**Your objective**
Report every line in the data below that contains the string "bunch", reproducing each such line in full.

**Exercise materials**
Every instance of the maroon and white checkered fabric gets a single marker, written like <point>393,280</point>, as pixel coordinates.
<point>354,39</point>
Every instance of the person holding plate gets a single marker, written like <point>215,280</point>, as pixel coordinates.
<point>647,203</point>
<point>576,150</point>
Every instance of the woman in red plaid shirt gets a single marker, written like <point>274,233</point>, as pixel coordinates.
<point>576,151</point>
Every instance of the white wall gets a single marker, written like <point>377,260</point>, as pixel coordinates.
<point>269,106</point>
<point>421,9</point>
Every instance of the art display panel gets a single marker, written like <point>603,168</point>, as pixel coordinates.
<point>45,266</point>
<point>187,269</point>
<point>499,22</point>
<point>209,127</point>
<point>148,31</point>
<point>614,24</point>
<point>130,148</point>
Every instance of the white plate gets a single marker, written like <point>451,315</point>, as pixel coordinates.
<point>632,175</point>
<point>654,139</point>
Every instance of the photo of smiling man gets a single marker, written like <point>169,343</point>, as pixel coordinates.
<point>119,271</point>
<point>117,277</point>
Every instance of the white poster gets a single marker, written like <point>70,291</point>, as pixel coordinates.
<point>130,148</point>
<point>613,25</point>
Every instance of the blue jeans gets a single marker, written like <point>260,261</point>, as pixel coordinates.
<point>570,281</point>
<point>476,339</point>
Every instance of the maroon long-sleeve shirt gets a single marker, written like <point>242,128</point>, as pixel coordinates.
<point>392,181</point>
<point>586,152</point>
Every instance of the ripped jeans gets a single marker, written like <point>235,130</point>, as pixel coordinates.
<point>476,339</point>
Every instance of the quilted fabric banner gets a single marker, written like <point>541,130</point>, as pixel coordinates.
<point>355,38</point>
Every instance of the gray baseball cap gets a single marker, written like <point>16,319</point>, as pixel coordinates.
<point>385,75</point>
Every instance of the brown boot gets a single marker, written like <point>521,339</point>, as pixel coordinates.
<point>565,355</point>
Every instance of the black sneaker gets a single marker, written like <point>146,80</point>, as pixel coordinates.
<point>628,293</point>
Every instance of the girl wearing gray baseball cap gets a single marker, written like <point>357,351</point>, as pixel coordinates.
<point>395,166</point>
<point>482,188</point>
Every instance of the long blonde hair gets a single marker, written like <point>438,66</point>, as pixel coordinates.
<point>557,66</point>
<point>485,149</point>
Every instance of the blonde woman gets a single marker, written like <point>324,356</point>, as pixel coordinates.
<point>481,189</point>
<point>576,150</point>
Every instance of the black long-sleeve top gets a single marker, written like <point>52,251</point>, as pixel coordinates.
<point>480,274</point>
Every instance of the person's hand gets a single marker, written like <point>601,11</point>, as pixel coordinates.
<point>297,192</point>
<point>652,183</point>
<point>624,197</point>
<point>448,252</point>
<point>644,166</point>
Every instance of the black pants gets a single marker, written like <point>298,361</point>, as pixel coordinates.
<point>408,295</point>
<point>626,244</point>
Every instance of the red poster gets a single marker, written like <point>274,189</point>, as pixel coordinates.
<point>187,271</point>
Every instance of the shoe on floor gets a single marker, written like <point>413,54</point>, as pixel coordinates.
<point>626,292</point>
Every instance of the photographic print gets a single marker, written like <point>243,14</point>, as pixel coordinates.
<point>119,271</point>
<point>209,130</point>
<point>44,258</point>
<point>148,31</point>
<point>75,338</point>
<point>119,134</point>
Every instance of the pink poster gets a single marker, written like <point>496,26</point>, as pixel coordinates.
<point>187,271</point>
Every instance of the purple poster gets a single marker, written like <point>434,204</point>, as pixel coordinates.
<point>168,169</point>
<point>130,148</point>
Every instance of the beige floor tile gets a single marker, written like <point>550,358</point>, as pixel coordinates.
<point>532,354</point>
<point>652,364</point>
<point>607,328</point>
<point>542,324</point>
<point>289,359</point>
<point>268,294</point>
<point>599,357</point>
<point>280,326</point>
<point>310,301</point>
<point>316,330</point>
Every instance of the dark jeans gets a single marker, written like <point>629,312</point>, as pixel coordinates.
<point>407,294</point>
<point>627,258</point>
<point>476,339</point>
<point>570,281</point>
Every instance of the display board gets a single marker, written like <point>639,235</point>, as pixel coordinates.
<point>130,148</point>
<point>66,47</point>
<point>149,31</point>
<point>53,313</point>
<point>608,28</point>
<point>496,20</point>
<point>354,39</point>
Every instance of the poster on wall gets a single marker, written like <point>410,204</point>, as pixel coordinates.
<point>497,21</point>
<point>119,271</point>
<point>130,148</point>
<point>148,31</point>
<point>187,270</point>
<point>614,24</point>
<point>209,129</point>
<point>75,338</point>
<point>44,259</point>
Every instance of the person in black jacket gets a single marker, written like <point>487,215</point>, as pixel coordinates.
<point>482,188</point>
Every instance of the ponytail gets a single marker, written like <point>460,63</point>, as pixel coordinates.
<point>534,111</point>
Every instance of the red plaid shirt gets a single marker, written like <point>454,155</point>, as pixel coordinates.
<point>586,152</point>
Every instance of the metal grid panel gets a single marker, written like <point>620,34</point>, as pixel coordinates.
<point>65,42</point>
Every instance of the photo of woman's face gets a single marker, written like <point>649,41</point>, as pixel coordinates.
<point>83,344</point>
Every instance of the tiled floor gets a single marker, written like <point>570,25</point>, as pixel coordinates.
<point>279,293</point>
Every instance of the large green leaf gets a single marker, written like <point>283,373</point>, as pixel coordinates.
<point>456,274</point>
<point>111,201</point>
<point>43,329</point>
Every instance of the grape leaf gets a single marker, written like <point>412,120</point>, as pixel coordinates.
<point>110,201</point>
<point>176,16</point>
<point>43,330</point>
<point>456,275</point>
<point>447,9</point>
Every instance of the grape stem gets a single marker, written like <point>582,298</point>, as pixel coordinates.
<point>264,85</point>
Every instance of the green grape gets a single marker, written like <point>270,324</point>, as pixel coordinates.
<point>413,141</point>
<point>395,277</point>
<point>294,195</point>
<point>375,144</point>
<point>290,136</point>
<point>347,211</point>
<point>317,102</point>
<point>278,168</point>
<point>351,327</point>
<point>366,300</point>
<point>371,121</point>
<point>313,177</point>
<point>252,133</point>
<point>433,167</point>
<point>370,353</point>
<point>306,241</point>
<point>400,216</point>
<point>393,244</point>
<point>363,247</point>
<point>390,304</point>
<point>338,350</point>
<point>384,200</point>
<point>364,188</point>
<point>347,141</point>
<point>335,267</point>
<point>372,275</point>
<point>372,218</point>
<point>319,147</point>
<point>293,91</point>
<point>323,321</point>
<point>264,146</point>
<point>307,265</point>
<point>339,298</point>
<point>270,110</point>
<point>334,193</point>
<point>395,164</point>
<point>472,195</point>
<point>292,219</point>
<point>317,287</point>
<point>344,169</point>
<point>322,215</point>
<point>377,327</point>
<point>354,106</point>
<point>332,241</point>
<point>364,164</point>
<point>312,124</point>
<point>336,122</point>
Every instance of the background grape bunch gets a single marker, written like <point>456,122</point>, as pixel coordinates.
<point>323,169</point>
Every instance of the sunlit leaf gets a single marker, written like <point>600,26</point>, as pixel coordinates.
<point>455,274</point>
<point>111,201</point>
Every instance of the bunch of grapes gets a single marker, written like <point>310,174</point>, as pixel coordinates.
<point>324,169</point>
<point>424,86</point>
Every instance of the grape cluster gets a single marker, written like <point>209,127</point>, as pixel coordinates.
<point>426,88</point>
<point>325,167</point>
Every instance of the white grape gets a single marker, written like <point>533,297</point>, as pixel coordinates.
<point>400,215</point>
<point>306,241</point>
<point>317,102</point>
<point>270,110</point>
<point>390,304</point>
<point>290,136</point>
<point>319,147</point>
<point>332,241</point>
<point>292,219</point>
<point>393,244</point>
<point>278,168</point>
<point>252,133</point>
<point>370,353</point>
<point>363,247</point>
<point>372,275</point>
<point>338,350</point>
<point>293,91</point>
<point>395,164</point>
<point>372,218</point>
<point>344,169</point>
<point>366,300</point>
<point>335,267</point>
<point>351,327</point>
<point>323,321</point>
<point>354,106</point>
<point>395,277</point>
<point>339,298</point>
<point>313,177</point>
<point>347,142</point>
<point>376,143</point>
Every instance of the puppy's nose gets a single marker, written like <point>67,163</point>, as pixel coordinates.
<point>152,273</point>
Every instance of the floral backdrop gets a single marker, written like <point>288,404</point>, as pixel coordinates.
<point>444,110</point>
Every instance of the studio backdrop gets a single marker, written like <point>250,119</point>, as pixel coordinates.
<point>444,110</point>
...
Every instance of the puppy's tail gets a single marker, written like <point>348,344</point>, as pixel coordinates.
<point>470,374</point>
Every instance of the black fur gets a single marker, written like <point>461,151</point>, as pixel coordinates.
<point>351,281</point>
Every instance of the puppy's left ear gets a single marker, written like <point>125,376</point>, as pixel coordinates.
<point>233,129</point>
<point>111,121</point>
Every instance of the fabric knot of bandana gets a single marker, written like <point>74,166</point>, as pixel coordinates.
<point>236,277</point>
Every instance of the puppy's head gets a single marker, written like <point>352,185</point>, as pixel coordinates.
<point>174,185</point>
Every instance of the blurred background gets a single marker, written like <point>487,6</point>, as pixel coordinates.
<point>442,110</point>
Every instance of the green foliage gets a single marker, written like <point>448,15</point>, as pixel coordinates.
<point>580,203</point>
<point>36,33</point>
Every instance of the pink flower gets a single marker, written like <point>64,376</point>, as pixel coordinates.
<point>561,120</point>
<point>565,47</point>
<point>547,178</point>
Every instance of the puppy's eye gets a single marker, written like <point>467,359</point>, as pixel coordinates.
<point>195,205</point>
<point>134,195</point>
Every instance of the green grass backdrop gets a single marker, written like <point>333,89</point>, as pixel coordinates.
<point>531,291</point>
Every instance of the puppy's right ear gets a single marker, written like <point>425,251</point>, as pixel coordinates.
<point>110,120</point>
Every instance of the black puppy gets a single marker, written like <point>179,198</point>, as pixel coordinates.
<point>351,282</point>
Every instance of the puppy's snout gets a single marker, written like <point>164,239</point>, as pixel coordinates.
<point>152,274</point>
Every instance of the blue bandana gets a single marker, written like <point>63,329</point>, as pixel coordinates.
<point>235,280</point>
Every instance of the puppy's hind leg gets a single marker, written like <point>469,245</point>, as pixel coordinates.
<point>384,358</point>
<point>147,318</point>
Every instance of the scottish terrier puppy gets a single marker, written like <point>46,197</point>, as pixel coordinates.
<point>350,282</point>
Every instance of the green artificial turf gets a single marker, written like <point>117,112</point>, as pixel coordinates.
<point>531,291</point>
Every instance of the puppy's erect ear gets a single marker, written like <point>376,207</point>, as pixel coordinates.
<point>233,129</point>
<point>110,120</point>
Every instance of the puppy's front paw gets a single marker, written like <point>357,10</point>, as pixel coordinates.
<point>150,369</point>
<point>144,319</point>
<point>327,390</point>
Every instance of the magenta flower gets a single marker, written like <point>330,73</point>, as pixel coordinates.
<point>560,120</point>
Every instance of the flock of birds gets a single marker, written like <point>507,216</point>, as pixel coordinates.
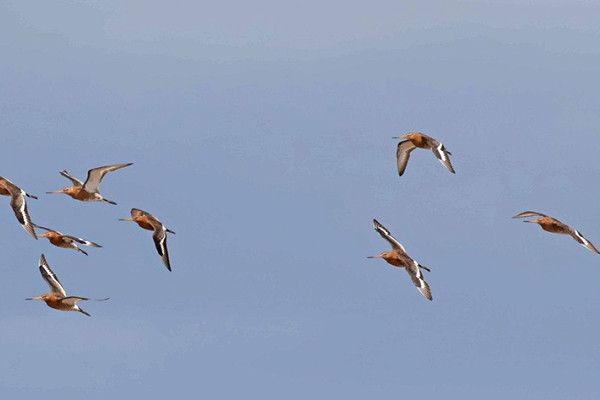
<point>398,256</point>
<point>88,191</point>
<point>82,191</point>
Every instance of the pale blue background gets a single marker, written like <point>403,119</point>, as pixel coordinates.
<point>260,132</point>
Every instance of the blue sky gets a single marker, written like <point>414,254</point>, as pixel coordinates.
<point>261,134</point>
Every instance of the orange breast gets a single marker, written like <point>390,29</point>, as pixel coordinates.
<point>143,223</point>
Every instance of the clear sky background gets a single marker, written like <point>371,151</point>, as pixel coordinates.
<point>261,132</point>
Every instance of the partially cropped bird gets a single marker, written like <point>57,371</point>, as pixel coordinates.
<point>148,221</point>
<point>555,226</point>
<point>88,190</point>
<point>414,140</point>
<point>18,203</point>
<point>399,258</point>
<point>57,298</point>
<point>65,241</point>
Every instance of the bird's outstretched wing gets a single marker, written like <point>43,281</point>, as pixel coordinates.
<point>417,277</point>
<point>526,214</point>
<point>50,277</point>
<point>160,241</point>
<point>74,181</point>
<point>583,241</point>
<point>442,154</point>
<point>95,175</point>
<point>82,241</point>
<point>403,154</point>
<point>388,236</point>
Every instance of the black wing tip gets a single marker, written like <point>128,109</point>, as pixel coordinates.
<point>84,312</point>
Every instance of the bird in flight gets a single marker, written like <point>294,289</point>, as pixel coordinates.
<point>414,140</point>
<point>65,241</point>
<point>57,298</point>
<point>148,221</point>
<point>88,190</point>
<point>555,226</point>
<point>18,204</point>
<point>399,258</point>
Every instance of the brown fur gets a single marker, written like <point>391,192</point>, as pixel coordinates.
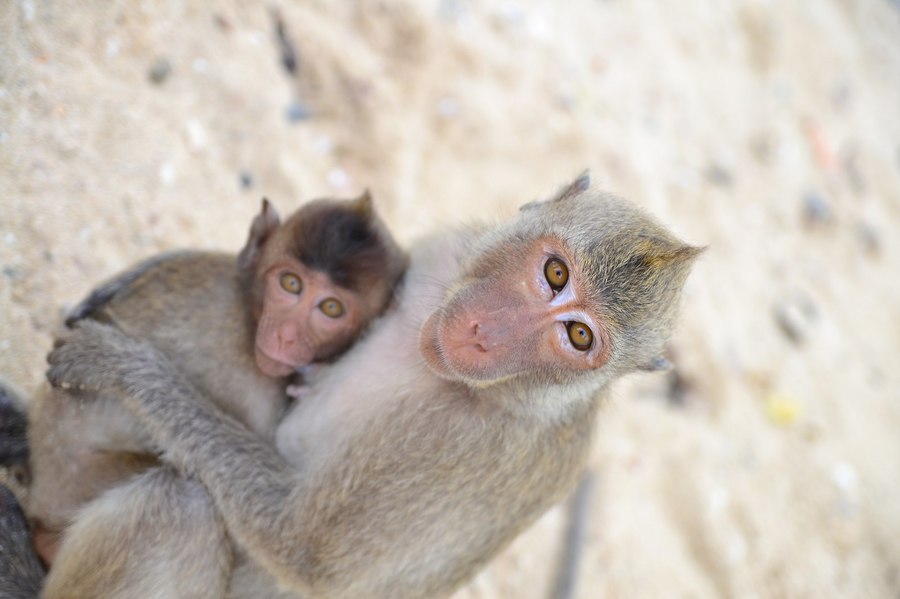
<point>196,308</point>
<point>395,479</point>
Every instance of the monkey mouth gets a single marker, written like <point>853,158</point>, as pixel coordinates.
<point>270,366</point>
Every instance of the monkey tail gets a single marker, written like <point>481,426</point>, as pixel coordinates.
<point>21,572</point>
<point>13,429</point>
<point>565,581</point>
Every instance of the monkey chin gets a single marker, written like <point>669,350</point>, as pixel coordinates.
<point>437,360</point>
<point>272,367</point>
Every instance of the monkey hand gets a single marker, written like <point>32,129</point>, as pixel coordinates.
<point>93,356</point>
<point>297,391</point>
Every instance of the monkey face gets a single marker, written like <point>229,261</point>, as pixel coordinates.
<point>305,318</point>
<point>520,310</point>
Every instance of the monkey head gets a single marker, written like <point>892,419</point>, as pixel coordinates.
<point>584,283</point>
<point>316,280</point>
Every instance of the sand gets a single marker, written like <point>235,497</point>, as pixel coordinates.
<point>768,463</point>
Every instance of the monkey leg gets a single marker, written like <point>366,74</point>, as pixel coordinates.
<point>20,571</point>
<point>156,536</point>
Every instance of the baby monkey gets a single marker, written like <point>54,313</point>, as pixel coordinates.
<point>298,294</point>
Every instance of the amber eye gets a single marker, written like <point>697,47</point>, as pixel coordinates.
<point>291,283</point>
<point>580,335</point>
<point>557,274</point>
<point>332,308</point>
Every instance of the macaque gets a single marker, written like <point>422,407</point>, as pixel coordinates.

**Completed task**
Every instance of the background grape bunch gets a single marker, written like <point>456,122</point>, as pixel coordinates.
Every instance of the bunch of grapes gets a single marker, written like <point>310,174</point>, as pixel coordinates.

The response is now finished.